CATATAN PERJALANAN KE SINGAPURA (bagian 2-habis)
Pagi begitu dingin. Matahari terlambat datang setelah terhalang mendung. Tapi waktu tetap berjalan ke depan, tak peduli mendung, tak peduli matahari. Manusia tak lagi melihat perubahan alam untuk menentukan waktu. Karena cukup dengan jarum jam di dinding, lengan, atau di layar ponsel. Mereka yakin, itulah waktu yang sebenarnya.
Dari kaca jendela kamar hotel lantai enam, saya melihat orang-orang sudah mulai beraktivitas. Bukan orangnya yang tampak oleh mata saya, melainkan payung bulat yang menutupi kepala-kepala mereka dari rintik hujan yang mulai turun. Payung-payung itu bergerak, menyusuri pedestrian Orchard Road yang begitu lebar.
Jadwal pesawat pukul 09.00 waktu Singapura memaksa kami segera bersiap-siap. Hari itu, Senin (14/11) kami harus kembali ke tanah air. Beberapa potong kaos, oleh-oleh untuk anakku sudah masuk ke dalam tas, agar tak tertinggal. Setelah semua siap, kami (saya dan kawan jurnalis dari Semarang) turun ke resto untuk sarapan.
Dasar lidah jawa, saya tidak begitu banyak makan. Makanan yang ada, selain namanya sulit diucapkan juga rasanya tak enak. Saya pun hanya mengambil dua sosis, telur mata sapi, dan beberapa potong …(entah apa namanya). Sengaja saya ambil minuman berupa susu segar, agar tubuh ini segar.

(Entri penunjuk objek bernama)

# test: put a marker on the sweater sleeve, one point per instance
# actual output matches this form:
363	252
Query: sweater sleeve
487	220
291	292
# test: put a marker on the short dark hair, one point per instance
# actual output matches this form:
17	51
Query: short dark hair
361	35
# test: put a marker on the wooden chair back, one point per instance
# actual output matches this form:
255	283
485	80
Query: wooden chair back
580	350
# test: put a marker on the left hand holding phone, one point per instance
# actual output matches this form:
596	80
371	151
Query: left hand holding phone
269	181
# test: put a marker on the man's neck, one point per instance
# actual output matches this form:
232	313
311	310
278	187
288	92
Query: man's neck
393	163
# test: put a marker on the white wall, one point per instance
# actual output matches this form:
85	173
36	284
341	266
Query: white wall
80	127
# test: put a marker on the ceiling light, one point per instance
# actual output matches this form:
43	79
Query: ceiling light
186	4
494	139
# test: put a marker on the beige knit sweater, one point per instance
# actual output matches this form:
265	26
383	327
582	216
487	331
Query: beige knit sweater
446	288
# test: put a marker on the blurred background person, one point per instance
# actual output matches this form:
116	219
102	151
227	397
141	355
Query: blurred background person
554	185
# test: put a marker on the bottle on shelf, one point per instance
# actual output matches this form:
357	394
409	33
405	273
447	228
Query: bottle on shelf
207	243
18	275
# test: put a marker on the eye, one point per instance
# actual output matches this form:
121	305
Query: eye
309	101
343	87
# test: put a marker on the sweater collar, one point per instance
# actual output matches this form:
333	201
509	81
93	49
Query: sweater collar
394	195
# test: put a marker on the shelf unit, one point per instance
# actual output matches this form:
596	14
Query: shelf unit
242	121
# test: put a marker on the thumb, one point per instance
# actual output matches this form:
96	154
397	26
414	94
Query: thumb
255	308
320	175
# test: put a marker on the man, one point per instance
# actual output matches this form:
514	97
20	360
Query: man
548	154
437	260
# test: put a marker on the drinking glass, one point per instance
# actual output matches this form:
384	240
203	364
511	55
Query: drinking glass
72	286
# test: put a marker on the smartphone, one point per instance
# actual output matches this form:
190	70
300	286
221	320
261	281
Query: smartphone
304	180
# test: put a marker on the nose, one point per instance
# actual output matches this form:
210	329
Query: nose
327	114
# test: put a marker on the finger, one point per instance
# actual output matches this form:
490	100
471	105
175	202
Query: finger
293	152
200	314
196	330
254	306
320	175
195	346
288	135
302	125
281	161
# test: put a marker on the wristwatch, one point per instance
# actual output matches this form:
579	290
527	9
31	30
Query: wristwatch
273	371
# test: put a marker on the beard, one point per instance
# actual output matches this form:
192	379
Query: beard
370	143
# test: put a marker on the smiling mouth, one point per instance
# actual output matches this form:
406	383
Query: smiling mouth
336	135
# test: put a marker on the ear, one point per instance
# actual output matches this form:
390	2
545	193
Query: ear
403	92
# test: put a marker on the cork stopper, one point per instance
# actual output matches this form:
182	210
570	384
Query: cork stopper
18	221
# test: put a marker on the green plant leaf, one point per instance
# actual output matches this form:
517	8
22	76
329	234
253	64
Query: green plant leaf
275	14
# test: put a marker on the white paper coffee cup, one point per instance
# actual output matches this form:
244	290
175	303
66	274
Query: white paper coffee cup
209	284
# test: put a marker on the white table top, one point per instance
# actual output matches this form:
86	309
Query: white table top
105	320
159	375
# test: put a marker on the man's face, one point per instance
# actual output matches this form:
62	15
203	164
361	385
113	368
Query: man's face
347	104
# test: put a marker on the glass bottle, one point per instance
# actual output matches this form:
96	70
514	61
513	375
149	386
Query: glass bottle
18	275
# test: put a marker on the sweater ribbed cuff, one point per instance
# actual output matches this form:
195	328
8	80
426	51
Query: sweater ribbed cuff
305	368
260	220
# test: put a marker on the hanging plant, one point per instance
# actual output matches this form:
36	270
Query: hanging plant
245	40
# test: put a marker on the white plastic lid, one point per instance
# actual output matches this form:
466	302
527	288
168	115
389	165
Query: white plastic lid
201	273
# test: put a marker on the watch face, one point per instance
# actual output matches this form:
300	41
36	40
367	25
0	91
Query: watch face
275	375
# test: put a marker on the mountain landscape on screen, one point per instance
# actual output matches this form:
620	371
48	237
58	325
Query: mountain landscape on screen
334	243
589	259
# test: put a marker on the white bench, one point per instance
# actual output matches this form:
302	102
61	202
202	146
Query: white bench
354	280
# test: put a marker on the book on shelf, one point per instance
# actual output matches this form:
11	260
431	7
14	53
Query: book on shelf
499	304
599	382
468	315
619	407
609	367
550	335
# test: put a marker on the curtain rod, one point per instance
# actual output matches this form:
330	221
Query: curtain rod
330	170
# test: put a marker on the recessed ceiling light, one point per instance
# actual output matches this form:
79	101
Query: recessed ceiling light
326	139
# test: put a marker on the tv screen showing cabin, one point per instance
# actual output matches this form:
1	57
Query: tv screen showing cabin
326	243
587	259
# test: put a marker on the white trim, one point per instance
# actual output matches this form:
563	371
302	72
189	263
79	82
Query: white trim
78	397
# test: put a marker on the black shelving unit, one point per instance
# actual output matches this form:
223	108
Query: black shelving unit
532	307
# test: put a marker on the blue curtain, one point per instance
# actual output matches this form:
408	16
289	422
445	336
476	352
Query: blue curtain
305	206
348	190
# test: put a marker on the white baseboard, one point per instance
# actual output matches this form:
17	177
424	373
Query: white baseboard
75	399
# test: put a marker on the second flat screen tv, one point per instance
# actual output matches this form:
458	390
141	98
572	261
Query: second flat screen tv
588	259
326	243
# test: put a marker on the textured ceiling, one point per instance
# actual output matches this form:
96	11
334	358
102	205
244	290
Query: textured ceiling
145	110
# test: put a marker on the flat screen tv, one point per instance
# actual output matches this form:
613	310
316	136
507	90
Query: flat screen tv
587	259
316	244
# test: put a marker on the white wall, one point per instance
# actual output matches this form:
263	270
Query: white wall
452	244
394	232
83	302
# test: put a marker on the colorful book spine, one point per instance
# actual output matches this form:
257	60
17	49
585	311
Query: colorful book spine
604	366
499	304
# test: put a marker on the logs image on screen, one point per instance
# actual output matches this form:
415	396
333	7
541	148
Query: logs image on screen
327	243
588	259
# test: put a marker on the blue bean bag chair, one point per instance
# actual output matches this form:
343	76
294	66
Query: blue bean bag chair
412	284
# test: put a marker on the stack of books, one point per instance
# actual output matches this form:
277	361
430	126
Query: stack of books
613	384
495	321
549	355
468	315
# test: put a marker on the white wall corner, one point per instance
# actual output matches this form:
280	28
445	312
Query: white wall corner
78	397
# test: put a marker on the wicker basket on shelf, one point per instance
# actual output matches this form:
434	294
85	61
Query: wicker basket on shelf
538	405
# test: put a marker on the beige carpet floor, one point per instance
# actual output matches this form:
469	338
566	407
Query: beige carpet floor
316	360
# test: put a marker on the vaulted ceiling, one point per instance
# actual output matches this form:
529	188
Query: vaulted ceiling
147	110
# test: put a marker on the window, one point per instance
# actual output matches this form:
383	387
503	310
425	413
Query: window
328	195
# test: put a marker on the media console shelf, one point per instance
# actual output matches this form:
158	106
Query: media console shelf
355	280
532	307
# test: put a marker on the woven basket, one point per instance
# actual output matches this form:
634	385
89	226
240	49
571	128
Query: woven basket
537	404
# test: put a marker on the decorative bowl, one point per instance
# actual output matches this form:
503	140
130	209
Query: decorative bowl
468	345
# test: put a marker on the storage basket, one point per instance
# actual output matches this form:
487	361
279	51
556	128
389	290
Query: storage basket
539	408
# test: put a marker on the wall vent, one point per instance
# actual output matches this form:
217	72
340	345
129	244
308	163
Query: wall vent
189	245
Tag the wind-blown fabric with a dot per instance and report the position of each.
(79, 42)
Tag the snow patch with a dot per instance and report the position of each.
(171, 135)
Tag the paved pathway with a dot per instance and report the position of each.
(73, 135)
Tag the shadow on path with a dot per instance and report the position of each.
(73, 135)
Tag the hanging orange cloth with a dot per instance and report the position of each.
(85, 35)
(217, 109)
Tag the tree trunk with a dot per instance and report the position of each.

Petunjuk Tugas:
- A) Perbarui bagian catatan perjalanan ke Singapura yang dibuka dengan kata-kata "Pagi begitu dingin." dan ditutup dengan "waktu yang sebenarnya.". Ganti "ponsel" dengan "telepon genggam", lalu tuliskan bagian itu.
- B) Keluarkan setiap baris data yang memuat kata "screen" dan salin baris-baris itu. Huruf besar dan huruf kecil dibedakan.

Jawaban Tiap Tugas:
- A)
Pagi begitu dingin. Matahari terlambat datang setelah terhalang mendung. Tapi waktu tetap berjalan ke depan, tak peduli mendung, tak peduli matahari. Manusia tak lagi melihat perubahan alam untuk menentukan waktu. Karena cukup dengan jarum jam di dinding, lengan, atau di layar telepon genggam. Mereka yakin, itulah waktu yang sebenarnya.

- B)
# test: put a marker on the mountain landscape on screen, one point per instance
Query: mountain landscape on screen
# test: put a marker on the tv screen showing cabin, one point per instance
Query: tv screen showing cabin
# test: put a marker on the second flat screen tv, one point per instance
Query: second flat screen tv
# test: put a marker on the flat screen tv, one point per instance
Query: flat screen tv
# test: put a marker on the logs image on screen, one point per instance
Query: logs image on screen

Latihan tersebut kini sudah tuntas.